==== THE INPUT

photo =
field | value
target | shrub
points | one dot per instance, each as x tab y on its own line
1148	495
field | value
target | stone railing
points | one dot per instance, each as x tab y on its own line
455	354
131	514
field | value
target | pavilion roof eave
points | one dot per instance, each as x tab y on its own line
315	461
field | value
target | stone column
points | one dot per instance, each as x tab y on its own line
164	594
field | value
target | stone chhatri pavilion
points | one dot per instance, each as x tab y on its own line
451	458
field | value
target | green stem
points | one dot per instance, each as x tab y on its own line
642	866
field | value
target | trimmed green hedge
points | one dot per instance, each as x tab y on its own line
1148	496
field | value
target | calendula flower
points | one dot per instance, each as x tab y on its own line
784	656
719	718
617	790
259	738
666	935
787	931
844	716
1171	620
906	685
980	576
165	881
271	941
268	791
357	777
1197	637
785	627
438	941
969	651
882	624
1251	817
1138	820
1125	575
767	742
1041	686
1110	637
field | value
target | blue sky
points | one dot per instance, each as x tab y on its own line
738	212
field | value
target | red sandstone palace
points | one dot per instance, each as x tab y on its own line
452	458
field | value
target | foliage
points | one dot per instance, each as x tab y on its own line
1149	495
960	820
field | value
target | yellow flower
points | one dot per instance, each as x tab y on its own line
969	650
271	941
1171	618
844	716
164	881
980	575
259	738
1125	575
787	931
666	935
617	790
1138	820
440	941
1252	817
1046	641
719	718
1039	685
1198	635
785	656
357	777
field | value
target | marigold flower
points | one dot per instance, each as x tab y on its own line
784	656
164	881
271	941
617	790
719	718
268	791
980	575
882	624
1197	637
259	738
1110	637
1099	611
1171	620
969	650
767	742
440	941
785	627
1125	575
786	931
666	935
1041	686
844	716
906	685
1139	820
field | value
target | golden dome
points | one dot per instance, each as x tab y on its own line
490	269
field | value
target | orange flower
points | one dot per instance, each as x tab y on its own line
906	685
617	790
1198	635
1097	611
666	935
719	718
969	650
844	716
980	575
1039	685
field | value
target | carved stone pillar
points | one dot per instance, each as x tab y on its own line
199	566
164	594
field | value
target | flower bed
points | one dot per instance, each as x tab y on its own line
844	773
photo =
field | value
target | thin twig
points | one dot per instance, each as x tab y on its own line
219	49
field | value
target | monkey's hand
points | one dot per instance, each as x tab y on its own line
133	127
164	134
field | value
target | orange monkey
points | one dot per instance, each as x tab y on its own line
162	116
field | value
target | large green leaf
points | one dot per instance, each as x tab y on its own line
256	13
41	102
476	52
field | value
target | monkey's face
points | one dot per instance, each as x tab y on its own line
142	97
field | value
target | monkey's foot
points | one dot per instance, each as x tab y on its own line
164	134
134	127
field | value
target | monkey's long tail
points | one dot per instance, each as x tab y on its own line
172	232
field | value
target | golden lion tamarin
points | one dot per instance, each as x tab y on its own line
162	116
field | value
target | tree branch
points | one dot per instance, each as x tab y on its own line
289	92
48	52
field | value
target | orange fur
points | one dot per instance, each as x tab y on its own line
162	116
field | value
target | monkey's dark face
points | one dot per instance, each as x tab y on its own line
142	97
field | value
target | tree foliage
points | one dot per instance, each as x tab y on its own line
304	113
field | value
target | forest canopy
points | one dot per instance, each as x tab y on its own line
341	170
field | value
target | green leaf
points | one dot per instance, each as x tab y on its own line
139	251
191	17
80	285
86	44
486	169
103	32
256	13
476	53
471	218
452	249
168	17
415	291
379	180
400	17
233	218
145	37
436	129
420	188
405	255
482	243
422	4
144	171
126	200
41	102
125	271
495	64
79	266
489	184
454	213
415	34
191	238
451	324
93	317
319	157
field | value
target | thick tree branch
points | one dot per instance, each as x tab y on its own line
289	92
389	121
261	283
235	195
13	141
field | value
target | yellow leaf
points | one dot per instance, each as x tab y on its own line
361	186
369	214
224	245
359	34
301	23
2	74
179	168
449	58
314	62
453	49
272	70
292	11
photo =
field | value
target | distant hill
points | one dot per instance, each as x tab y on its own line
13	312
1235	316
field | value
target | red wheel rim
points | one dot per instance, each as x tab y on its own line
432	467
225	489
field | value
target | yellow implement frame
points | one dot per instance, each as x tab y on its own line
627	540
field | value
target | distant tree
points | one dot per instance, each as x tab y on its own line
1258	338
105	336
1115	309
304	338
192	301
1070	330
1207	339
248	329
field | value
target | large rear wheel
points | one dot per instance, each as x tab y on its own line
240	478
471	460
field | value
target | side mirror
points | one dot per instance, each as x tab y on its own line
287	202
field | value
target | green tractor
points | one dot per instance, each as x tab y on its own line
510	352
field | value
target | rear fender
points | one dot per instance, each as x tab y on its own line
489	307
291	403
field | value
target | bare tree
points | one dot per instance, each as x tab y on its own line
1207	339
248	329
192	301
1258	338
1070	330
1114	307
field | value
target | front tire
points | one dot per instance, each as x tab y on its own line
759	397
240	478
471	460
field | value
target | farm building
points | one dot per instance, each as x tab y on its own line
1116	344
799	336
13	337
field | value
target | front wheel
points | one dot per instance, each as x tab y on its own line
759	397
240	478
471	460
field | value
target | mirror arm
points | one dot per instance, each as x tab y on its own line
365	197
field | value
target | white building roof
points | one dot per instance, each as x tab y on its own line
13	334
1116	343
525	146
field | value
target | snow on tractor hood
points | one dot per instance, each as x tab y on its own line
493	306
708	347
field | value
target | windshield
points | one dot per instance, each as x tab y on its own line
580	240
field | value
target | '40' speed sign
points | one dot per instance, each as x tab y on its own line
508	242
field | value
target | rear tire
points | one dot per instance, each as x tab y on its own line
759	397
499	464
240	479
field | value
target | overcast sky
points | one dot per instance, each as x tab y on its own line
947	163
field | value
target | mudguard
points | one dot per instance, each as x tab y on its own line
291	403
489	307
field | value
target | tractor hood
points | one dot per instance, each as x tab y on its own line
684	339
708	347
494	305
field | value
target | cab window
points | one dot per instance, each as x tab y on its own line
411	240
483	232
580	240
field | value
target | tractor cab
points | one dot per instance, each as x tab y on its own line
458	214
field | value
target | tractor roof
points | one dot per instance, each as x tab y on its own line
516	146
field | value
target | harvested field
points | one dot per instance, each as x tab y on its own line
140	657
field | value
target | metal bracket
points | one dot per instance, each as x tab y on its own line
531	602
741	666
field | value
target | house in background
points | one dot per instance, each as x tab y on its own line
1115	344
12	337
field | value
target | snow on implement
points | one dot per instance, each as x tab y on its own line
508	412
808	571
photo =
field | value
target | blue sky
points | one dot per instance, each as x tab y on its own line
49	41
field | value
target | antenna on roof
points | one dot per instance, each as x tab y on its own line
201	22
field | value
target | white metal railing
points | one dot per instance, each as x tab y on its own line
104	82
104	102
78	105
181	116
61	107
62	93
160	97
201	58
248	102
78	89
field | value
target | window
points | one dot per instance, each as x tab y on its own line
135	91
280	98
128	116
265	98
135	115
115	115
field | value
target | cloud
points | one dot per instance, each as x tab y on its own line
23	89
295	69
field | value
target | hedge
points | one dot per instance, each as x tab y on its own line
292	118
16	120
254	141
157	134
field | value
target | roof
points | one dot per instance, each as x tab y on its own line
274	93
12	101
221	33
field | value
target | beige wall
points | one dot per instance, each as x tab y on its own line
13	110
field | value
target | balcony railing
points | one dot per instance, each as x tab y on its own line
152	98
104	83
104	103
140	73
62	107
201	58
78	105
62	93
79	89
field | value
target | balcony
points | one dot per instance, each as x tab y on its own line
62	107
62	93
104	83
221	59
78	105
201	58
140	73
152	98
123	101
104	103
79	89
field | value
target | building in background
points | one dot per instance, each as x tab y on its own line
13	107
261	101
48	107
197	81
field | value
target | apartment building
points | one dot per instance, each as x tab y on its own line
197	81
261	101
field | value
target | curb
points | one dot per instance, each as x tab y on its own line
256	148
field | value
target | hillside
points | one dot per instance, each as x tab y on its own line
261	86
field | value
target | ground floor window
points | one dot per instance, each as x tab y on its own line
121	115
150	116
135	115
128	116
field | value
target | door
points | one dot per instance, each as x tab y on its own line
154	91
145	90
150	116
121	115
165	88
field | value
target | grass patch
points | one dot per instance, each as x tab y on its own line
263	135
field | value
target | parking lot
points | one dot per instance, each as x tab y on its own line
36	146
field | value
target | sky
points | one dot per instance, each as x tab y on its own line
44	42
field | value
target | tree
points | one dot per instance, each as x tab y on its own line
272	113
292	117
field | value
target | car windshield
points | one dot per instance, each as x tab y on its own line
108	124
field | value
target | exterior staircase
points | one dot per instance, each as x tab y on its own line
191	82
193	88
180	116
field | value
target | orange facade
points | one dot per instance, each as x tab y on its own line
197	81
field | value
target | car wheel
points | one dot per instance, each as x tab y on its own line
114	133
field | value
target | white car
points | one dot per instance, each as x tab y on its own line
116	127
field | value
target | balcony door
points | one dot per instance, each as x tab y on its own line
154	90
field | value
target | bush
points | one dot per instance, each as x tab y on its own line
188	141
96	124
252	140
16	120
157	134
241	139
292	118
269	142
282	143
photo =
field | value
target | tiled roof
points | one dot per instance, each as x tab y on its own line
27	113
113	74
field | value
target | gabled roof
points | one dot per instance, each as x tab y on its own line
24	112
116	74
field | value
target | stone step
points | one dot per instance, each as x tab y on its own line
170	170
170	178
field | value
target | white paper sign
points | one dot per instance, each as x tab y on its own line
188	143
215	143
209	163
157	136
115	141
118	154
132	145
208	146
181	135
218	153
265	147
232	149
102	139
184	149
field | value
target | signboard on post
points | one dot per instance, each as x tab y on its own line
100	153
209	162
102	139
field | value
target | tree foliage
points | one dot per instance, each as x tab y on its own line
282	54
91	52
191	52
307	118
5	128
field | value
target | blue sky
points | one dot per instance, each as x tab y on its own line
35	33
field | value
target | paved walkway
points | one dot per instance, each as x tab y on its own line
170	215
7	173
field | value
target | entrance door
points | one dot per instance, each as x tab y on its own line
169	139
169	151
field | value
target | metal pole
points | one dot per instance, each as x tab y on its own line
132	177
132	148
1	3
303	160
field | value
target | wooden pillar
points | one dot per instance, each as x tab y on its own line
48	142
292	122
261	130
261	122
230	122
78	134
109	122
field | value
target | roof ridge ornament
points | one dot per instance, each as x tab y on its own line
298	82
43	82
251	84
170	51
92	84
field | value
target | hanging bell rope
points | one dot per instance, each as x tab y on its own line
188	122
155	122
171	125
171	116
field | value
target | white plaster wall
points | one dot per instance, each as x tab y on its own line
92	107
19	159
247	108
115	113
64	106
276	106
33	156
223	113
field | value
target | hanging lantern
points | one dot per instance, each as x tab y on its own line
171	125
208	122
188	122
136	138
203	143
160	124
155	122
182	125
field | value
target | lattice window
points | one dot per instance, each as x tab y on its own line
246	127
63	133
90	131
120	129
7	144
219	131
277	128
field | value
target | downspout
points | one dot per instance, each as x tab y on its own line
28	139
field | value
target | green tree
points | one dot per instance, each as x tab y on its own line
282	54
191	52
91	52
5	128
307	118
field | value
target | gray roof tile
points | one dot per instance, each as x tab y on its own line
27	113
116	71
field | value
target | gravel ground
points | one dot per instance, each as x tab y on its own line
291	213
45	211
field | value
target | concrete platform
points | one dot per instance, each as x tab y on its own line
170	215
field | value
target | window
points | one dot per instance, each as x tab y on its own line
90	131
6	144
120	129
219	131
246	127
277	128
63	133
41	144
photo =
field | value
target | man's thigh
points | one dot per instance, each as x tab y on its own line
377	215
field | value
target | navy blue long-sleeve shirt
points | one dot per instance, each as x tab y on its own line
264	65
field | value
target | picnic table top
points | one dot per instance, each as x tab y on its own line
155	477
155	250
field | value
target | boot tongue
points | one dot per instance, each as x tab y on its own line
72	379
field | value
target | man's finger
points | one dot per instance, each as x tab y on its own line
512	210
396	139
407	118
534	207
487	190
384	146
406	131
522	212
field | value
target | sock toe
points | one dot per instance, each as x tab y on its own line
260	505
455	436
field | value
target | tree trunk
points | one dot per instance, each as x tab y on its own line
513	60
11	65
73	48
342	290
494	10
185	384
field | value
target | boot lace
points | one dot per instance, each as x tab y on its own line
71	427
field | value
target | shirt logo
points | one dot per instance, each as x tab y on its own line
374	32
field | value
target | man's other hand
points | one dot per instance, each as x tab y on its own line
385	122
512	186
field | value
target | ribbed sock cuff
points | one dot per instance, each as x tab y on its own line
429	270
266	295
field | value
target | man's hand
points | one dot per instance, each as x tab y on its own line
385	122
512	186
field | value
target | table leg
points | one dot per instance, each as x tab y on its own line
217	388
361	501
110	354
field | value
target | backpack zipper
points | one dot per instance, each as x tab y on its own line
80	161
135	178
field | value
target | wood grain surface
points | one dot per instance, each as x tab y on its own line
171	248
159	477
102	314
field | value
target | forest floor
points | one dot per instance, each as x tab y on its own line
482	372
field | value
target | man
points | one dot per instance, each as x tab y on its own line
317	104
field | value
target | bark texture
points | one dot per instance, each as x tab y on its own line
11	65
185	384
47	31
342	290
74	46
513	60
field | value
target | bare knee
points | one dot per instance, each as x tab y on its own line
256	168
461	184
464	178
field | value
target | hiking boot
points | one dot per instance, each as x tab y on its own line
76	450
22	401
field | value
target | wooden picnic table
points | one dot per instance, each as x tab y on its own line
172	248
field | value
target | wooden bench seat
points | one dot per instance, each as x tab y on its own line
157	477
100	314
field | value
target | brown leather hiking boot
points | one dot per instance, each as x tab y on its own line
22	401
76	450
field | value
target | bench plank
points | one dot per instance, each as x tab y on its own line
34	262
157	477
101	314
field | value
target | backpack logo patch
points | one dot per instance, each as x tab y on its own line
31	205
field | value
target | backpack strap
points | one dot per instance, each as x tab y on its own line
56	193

========

▸ SET PROBLEM: Report every line of the listing above that contains the word "wooden", copying each one in full.

▸ SOLVED PROBLEM:
target | wooden pillar
target | wooden picnic table
target | wooden bench seat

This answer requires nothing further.